[Detection annotation records]
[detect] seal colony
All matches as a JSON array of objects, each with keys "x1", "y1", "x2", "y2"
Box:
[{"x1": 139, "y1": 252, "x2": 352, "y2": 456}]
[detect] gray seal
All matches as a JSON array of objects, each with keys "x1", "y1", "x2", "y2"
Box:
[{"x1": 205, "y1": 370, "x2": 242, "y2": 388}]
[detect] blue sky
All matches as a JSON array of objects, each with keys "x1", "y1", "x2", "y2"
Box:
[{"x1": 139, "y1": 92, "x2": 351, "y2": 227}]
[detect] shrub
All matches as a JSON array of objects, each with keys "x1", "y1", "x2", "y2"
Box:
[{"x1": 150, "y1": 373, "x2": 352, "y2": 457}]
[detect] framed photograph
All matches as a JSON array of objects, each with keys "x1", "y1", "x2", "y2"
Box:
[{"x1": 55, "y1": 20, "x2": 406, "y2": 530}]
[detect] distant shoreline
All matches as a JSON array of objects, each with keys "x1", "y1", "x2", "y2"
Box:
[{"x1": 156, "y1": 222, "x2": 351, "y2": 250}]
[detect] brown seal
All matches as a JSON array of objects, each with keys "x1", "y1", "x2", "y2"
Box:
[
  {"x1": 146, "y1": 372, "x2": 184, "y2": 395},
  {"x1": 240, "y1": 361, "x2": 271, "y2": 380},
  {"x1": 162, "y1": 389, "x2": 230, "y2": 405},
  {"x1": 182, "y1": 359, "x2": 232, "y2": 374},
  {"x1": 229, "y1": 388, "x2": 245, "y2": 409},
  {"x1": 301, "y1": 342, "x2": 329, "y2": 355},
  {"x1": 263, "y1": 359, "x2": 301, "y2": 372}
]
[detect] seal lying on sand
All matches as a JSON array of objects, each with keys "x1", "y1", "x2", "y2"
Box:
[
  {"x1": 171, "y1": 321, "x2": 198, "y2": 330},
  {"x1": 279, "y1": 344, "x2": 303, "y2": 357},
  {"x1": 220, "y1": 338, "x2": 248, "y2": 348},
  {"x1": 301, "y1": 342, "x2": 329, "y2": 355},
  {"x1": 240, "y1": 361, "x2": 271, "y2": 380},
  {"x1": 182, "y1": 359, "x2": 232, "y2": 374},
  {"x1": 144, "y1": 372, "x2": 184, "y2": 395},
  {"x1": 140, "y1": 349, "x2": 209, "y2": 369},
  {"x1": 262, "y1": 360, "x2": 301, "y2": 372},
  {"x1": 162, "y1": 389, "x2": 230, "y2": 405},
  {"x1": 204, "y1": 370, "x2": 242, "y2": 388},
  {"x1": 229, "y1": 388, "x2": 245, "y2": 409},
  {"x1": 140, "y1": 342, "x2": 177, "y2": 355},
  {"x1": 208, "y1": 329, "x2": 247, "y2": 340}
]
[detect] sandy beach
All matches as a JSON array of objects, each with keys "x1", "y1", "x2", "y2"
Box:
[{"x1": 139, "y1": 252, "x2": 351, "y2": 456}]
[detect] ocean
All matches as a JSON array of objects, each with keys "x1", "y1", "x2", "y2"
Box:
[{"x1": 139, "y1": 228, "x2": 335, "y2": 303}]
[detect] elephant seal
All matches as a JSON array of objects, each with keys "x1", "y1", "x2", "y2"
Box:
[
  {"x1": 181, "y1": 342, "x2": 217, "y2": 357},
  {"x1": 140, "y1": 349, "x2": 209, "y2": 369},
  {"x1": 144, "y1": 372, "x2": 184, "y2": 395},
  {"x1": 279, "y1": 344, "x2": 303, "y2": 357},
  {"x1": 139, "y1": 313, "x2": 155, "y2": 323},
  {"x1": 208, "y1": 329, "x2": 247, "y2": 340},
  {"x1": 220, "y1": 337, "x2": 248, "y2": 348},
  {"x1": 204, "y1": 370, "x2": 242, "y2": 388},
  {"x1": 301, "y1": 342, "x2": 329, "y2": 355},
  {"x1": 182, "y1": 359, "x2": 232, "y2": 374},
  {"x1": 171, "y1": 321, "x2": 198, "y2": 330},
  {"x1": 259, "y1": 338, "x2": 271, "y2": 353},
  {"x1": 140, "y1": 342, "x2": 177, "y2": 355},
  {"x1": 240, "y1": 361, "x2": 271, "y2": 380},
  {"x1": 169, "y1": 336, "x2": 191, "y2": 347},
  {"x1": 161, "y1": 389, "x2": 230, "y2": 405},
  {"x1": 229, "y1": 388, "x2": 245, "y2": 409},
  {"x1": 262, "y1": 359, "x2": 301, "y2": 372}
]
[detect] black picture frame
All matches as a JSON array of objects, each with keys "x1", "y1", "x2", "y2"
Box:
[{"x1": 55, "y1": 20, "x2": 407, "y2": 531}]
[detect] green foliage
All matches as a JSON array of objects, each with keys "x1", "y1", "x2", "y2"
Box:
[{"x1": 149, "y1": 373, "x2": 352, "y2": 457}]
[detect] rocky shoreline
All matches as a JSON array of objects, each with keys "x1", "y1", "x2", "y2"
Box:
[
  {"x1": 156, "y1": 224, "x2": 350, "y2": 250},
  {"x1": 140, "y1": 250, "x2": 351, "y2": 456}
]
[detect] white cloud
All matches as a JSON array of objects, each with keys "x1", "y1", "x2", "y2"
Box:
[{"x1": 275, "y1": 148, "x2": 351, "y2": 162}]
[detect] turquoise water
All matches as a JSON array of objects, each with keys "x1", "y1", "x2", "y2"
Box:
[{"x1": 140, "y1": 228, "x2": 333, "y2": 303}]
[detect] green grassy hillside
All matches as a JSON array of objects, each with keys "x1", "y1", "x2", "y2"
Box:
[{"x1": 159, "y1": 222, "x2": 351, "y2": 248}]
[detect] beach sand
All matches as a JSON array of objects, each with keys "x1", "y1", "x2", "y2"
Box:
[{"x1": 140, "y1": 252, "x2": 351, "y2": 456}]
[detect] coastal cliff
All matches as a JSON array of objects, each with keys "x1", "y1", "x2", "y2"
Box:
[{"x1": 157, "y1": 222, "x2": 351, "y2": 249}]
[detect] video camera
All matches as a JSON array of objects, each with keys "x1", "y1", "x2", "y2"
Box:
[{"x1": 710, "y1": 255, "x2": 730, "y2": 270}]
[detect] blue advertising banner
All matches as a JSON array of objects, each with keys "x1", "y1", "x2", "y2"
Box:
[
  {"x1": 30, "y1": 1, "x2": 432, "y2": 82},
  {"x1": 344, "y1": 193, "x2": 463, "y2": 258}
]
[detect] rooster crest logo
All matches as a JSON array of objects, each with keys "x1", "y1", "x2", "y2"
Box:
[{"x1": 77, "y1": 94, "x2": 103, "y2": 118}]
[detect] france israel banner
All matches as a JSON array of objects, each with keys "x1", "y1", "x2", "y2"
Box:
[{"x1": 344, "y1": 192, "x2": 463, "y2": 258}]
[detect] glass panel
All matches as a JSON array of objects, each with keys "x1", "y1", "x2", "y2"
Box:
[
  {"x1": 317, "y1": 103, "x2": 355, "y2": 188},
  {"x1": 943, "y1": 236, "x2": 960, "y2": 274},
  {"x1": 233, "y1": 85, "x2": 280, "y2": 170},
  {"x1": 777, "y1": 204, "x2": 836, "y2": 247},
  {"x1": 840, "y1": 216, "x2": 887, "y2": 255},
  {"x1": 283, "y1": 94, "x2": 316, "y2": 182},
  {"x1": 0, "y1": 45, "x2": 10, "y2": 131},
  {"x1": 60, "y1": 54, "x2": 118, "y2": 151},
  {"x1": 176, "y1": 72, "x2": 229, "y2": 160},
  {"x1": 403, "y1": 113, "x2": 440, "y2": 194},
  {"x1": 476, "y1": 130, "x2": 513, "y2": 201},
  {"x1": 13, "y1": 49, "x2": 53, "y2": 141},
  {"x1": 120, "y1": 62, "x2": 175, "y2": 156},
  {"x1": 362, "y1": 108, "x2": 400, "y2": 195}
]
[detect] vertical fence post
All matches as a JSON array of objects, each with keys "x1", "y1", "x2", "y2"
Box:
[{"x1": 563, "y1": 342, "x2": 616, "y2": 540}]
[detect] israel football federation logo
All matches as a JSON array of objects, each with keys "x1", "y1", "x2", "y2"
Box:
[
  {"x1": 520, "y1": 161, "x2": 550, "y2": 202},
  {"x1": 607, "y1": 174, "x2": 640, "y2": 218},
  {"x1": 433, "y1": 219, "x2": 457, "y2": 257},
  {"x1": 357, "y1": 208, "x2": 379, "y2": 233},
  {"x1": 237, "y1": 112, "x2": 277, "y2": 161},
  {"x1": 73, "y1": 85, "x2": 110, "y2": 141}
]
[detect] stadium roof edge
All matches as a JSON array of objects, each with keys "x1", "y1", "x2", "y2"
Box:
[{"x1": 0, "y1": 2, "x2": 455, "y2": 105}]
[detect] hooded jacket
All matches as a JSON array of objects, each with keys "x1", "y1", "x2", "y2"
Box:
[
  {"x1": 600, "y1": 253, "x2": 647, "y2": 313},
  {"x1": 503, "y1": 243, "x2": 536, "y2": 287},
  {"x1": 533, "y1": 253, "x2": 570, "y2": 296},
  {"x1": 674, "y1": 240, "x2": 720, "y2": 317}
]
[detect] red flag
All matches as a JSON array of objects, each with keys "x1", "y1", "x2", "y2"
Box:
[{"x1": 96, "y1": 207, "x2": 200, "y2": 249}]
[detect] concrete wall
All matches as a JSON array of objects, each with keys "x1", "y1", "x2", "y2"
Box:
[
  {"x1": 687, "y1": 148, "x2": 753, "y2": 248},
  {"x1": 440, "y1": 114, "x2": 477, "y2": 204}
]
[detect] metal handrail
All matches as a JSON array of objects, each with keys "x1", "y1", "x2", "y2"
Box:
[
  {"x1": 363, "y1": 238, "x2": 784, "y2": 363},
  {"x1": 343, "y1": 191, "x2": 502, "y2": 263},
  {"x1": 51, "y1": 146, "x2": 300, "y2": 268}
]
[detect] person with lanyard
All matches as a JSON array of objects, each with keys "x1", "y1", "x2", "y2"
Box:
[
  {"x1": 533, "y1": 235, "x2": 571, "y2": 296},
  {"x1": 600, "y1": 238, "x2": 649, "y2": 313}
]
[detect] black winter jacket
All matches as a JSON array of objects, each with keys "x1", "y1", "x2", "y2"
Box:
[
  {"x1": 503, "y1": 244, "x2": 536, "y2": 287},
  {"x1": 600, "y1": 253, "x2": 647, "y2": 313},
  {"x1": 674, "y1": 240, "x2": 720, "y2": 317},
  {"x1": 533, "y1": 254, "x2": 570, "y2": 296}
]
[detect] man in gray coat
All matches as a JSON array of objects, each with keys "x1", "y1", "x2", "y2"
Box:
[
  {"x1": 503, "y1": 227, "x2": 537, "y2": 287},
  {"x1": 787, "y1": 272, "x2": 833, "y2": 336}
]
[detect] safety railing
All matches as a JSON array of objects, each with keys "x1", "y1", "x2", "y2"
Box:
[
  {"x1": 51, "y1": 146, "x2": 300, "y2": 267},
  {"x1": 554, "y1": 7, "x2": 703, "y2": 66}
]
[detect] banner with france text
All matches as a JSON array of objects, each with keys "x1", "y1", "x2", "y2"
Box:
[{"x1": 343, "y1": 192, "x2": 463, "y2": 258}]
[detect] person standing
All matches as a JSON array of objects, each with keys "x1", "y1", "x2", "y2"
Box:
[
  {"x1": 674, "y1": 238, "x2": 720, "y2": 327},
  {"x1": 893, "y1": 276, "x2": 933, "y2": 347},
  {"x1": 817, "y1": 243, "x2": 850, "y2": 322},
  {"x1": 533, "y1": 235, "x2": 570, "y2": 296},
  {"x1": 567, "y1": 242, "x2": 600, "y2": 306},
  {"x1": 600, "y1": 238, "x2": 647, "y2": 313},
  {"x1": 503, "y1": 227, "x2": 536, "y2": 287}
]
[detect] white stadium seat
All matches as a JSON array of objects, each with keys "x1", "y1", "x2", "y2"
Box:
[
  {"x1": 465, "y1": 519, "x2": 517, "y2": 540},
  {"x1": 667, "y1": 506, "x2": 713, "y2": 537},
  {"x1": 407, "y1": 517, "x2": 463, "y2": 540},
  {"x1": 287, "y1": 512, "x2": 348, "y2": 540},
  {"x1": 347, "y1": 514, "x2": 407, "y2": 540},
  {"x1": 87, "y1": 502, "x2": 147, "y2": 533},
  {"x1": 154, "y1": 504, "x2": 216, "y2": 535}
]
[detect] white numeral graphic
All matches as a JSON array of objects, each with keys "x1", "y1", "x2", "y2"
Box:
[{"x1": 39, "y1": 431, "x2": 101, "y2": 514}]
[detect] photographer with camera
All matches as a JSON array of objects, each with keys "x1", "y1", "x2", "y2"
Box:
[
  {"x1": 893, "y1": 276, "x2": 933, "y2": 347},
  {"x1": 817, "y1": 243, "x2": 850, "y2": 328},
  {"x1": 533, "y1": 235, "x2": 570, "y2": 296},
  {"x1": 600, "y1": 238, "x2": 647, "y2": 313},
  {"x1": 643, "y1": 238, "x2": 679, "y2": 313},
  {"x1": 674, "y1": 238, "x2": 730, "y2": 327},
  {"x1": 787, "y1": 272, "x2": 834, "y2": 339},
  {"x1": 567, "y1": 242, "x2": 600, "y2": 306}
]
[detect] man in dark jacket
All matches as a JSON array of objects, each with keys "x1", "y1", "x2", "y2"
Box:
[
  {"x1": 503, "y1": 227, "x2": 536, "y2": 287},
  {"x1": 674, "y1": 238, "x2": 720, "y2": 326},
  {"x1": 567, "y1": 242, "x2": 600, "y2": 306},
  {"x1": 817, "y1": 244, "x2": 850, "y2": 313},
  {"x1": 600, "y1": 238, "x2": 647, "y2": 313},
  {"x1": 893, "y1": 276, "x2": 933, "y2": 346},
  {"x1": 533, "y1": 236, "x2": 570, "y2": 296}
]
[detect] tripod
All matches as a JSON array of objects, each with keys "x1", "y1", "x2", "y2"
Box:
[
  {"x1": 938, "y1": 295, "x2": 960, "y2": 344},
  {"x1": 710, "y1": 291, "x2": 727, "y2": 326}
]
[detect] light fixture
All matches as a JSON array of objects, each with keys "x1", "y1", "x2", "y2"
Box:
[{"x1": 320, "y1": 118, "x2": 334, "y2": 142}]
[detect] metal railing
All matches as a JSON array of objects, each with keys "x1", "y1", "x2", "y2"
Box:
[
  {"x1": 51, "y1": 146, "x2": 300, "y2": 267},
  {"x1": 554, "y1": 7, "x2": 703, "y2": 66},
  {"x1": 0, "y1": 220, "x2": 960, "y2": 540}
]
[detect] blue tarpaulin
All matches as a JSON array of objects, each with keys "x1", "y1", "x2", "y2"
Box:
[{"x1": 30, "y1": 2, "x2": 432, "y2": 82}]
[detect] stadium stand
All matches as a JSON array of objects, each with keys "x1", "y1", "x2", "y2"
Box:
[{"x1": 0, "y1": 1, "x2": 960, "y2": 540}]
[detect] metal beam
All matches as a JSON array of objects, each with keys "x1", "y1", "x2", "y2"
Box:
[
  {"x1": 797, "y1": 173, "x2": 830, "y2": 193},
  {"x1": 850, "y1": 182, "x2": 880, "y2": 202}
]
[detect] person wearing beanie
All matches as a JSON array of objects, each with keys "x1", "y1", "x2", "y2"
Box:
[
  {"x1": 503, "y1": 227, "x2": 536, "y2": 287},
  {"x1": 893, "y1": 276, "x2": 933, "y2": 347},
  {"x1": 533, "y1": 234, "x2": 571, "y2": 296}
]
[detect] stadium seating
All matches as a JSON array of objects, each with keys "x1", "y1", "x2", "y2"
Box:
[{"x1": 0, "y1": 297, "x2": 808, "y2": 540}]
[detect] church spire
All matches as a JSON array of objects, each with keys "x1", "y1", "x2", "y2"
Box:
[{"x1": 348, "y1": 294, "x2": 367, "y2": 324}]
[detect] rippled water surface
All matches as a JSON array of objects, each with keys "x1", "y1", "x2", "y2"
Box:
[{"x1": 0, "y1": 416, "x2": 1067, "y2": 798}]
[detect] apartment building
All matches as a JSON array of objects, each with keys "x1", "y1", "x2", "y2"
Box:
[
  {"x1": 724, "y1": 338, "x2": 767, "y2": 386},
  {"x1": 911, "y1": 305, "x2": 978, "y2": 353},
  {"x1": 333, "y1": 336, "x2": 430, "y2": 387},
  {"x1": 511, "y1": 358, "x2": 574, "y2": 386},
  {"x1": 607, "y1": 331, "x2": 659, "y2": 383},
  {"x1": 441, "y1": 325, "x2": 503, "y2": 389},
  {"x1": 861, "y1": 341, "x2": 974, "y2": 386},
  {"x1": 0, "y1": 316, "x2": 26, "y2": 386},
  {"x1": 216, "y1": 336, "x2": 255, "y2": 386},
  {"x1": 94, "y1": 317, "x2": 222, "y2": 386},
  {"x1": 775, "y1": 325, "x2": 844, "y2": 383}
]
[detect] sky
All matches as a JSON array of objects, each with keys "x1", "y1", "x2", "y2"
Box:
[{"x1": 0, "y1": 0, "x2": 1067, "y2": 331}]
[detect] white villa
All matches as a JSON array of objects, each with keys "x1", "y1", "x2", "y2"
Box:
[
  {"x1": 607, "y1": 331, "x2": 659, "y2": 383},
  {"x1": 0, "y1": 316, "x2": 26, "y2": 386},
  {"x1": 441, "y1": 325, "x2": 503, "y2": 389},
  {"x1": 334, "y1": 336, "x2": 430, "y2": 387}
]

Your instructions: Rewrite the stretch from the line containing "[detect] white villa" through the last line, putting "Boxes" in place of "Box" and keeping everything else unchanged.

The reply:
[detect] white villa
All matches as a JSON array of objects, each with keys "x1", "y1", "x2", "y2"
Boxes:
[
  {"x1": 607, "y1": 331, "x2": 659, "y2": 383},
  {"x1": 0, "y1": 316, "x2": 26, "y2": 386},
  {"x1": 441, "y1": 325, "x2": 503, "y2": 389},
  {"x1": 334, "y1": 336, "x2": 430, "y2": 387}
]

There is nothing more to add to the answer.